» TEXT UNDER STUDY
Erik sees it as an affordable investment to every landscape. “You chose your plants carefully. Help them mature more quickly and stay healthy by using this easy fertilizer system all year round.”

Design Styles for the Central Coast

Design Styles for the Central Coast

by Jules Welch

It’s easy to be overwhelmed when looking at an empty plot of land or a back yard in disrepair. Luckily for homeowners, HOA’s, and commercial property owners, landscape designers see your space as a blank canvas—a unique opportunity to meld function with artistic expression. Design style plays a huge part in every built environment, and often incorporates a colorful mix of the owner’s personality, designer’s aesthetic, and greater climatic and cultural context. Some design styles that are popular for our coastal California area include:

                -Contemporary/Minimalist

                -English Cottage/Craftsman

                -Xeriscape/Native/Low Water

                -Mediterranean and Spanish Colonial Revival

There is a lot of overlap when it comes to style, but certain core characteristics define each aesthetic. Read more about these traits to find out what speaks to you:

Contemporary/Minimalist:

Colloquially described as “modern” design, contemporary landscapes are influenced by mid-century modern art and architecture but are defined by their cutting-edge qualities for the present day (which, technically, could be any style). However, when someone refers to a contemporary landscape, they are likely describing a geometric style which features minimalism, clean lines, and grid layouts. Contemporary design is often used in commercial projects such as campuses, plazas, and office buildings; it may also be used to complement custom homes. These landscapes generally favor green foliage over colorful flowers, with intentional spacing and simple hardscapes like concrete or pea gravel.

» SUPPLIED INFORMATION
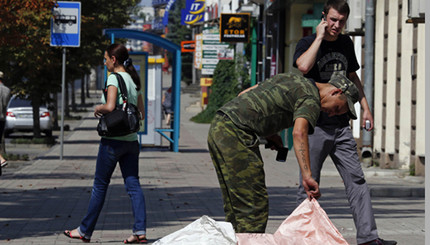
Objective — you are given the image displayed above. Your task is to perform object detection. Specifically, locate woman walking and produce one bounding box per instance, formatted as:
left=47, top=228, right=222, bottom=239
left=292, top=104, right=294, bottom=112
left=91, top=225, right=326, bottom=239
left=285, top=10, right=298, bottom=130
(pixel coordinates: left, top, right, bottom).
left=64, top=44, right=147, bottom=244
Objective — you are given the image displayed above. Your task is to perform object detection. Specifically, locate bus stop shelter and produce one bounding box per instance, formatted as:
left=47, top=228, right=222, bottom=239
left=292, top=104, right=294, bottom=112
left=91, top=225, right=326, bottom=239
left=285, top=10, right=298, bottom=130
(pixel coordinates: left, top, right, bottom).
left=103, top=28, right=182, bottom=152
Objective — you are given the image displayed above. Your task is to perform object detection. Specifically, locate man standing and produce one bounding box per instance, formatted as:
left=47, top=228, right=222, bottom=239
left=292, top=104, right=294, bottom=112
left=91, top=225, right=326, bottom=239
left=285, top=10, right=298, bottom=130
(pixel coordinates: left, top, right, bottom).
left=294, top=0, right=397, bottom=245
left=208, top=71, right=358, bottom=233
left=0, top=71, right=10, bottom=175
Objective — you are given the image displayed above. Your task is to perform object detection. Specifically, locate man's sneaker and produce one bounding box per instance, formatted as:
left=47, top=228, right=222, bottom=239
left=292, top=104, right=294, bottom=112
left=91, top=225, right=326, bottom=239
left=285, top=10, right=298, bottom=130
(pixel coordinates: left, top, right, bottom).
left=360, top=238, right=397, bottom=245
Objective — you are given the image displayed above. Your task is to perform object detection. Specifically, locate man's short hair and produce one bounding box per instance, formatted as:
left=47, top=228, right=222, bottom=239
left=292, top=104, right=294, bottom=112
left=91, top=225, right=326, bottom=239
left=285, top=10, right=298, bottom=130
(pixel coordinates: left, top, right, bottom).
left=323, top=0, right=349, bottom=18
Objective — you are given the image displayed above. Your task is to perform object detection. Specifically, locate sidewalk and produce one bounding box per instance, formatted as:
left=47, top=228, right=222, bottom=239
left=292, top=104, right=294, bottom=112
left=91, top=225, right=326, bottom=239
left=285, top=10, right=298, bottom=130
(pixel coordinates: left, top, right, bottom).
left=0, top=87, right=424, bottom=244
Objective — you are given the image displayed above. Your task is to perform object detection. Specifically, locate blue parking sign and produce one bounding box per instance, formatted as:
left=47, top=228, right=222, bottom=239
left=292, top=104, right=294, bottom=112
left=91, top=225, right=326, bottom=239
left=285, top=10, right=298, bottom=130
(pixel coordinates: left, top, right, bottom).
left=50, top=1, right=81, bottom=47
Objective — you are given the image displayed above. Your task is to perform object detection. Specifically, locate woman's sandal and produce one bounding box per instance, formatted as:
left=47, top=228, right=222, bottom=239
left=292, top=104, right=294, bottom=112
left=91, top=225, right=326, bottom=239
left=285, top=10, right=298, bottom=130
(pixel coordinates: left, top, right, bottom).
left=124, top=235, right=148, bottom=244
left=63, top=230, right=91, bottom=243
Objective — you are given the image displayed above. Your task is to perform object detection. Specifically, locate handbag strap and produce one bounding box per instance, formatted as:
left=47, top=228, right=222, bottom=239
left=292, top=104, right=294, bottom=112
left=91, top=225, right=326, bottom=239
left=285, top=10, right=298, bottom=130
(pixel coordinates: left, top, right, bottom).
left=103, top=72, right=128, bottom=104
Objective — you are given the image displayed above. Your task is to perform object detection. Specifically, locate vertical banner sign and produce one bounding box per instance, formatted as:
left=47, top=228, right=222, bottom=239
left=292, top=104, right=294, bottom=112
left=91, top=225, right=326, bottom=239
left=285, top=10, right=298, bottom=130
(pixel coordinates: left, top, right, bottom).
left=194, top=34, right=203, bottom=69
left=50, top=1, right=81, bottom=47
left=220, top=13, right=251, bottom=43
left=202, top=28, right=229, bottom=76
left=163, top=0, right=175, bottom=26
left=181, top=0, right=206, bottom=25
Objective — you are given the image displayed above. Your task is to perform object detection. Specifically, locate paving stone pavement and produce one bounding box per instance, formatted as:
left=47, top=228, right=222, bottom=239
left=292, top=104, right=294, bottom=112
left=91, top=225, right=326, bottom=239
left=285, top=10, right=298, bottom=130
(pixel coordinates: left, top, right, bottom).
left=0, top=89, right=424, bottom=244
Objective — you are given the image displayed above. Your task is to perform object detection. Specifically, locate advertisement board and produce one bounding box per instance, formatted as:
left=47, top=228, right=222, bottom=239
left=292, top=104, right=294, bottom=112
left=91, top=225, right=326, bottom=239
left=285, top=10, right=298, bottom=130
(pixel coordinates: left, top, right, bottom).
left=220, top=13, right=251, bottom=43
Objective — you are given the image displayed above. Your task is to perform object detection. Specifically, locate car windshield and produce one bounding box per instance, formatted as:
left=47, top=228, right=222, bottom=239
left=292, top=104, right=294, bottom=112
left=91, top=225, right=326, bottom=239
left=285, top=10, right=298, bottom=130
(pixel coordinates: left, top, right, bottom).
left=9, top=98, right=31, bottom=108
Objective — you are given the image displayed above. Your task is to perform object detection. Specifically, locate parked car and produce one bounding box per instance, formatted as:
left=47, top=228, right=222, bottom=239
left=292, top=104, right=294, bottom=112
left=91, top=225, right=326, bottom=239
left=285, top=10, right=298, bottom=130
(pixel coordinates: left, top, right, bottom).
left=4, top=95, right=53, bottom=137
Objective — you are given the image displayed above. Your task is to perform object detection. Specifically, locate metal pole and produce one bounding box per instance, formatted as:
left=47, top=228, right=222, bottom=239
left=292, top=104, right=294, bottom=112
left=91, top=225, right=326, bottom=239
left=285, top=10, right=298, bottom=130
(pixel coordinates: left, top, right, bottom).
left=362, top=0, right=375, bottom=157
left=251, top=27, right=258, bottom=86
left=60, top=48, right=66, bottom=160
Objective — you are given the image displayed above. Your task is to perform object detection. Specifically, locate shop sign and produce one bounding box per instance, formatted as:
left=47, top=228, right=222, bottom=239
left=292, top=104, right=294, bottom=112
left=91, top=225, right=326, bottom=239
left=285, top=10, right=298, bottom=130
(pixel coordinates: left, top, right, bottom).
left=181, top=0, right=206, bottom=25
left=220, top=13, right=251, bottom=43
left=194, top=34, right=203, bottom=69
left=181, top=41, right=196, bottom=53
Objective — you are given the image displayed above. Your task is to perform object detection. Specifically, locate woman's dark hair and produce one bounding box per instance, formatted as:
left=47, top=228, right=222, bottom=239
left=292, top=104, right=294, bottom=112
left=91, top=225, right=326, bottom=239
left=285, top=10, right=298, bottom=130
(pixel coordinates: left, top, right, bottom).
left=106, top=43, right=140, bottom=90
left=323, top=0, right=349, bottom=18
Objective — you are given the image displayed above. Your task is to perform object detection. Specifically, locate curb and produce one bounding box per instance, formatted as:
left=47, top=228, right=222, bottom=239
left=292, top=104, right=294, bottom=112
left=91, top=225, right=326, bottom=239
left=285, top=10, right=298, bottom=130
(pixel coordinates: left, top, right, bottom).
left=369, top=186, right=425, bottom=197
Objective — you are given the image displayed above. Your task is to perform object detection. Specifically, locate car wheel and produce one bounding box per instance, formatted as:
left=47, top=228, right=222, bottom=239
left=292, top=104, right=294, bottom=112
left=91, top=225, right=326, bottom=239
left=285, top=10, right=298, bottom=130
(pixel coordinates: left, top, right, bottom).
left=45, top=130, right=52, bottom=137
left=4, top=130, right=12, bottom=138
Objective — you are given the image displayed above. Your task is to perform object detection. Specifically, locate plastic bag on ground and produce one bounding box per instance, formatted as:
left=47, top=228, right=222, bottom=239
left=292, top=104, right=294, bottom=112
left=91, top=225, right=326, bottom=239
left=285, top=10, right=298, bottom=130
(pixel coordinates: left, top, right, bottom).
left=236, top=199, right=348, bottom=245
left=154, top=215, right=237, bottom=245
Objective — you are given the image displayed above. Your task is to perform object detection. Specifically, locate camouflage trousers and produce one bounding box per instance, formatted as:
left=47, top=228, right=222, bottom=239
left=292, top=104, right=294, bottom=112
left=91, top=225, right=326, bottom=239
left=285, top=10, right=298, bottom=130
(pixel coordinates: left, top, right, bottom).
left=208, top=114, right=269, bottom=233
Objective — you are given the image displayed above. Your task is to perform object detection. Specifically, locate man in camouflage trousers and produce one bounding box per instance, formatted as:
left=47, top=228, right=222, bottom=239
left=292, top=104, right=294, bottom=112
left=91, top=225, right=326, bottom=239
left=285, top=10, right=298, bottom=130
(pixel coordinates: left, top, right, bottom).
left=208, top=73, right=358, bottom=233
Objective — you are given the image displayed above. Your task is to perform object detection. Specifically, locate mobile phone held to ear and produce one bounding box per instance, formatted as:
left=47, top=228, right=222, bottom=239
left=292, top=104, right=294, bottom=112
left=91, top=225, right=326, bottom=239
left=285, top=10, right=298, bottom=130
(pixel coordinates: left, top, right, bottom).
left=321, top=14, right=327, bottom=21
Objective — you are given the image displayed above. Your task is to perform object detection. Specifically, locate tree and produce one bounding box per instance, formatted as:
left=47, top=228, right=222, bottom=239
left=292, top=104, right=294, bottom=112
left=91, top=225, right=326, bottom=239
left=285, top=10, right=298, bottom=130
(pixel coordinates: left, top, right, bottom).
left=0, top=0, right=140, bottom=137
left=191, top=57, right=250, bottom=123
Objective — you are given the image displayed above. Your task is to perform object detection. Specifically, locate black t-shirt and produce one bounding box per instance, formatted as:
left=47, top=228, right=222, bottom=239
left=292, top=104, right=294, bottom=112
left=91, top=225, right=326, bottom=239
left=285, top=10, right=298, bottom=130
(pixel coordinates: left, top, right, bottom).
left=293, top=34, right=360, bottom=127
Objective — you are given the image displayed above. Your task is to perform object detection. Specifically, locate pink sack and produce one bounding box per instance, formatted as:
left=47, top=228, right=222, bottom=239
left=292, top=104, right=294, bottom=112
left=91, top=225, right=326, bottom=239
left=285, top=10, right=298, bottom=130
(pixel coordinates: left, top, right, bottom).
left=236, top=199, right=348, bottom=245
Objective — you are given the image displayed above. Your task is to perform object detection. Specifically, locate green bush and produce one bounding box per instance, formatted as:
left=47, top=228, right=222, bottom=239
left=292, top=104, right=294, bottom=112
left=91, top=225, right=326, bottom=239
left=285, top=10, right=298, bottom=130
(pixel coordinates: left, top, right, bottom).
left=191, top=57, right=250, bottom=123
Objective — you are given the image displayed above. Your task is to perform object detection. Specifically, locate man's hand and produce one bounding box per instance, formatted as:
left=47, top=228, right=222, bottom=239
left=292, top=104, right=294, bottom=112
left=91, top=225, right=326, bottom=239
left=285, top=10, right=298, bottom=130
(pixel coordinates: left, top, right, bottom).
left=266, top=134, right=284, bottom=150
left=302, top=176, right=321, bottom=199
left=316, top=19, right=328, bottom=39
left=362, top=110, right=373, bottom=131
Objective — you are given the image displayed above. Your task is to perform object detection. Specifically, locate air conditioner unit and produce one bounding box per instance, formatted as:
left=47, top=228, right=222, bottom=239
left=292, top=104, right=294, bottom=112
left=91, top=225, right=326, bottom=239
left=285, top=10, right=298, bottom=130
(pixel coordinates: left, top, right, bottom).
left=345, top=0, right=366, bottom=33
left=408, top=0, right=426, bottom=18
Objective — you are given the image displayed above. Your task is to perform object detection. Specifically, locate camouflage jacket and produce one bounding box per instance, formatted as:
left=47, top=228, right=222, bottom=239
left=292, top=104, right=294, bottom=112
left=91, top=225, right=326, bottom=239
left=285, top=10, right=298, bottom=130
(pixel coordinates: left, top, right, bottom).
left=219, top=73, right=321, bottom=137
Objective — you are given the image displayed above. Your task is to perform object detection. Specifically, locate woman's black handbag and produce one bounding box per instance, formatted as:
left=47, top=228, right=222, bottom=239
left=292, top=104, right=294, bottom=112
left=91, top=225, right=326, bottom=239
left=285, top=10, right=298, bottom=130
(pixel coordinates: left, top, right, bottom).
left=97, top=73, right=141, bottom=137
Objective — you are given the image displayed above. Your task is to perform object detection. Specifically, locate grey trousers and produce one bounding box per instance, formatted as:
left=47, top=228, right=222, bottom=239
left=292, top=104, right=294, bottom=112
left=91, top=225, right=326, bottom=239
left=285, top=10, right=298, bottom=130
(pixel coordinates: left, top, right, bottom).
left=297, top=126, right=378, bottom=244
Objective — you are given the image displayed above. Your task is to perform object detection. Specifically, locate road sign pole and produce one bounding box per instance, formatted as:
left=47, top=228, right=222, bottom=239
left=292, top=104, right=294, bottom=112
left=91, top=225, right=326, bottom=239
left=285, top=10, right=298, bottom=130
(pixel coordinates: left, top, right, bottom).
left=60, top=48, right=66, bottom=160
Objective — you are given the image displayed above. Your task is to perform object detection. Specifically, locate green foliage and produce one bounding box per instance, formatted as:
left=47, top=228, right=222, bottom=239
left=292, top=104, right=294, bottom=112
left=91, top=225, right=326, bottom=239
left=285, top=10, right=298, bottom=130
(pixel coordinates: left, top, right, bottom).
left=191, top=57, right=250, bottom=123
left=0, top=0, right=140, bottom=137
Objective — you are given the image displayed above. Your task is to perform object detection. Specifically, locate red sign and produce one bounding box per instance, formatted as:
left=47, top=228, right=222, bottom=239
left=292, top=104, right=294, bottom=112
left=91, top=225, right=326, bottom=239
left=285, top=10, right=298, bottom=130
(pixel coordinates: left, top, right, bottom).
left=181, top=41, right=196, bottom=53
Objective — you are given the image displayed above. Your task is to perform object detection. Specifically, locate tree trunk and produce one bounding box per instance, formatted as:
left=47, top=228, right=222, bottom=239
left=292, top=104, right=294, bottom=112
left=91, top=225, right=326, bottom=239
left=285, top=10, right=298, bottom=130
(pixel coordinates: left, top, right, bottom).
left=86, top=72, right=91, bottom=98
left=52, top=93, right=60, bottom=129
left=63, top=82, right=70, bottom=117
left=70, top=81, right=77, bottom=112
left=31, top=96, right=40, bottom=138
left=81, top=74, right=87, bottom=106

» REQUIRED TASKS
1 - Name every design style that the landscape design article lists as popular for the coastal California area.
2 - Pick up the landscape design article after its last sentence, writing the next section in the same style.

» RESPONSES BY TASK
1 -
- Contemporary/Minimalist
- English Cottage/Craftsman
- Xeriscape/Native/Low Water
- Mediterranean and Spanish Colonial Revival

2 -
Gain Inspiration: Andrea Cochran is a renowned Bay Area designer known for her spacious designs with an emphasis on form.

English Cottage/Craftsman:

English Cottage Gardens came into their own during the industrial revolution, when families fled city life for remote holiday cottages in the country. This mix of ideologies brought a unique design sense which mixes the formal with the chaotic. English cottage gardens can be identified by their overgrown, lush look, usually incorporating lawn and border plantings among tightly-grouped flowering perennials.

Gain Inspiration: Gertrude Jekyll (1843-1932) was known for her craftsman inspired cottage gardens, using color “rooms” to achieve dynamic and natural mass plantings.

Xeriscape/Native/Low Water:

Xeriscape is a style of landscape design which requires minimal irrigation and maintenance, focusing on efficient use of water. Often using native and native-adjacent plants, these water-wise gardens tend to evoke an arid, desert feel. Gravel, cactus, and decomposed granite are the keystone elements of a xeriscape. Designers also incorporate sustainable water-harvesting elements such as planted swales and rain gardens into their xeriscapes. Native California gardens can still look lush, colorful, and attractive, while still retaining their drought-tolerant, low maintenance qualities.

Mediterranean and Spanish Colonial Revival:

Most coastal regions in California have a Mediterranean climate, meaning that numerous plant species from Southern France, Italy, and Spain thrive here! Mediterranean design styles bring lavender, olive trees, and Italian cypress into California’s landscape. It is also the origin of our incredible wine culture. Often using plaza-style patios, pavers, vines, and potted plants, Mediterranean design makes the most of sun/shade, views, and crops. Sometimes used to describe Spanish Colonial Revival style, these gardens often incorporate stucco walls, tile, and cooling water features. Symmetry and striking, sculptural plants with colorful foliage often come into play.

What’s your Design Style?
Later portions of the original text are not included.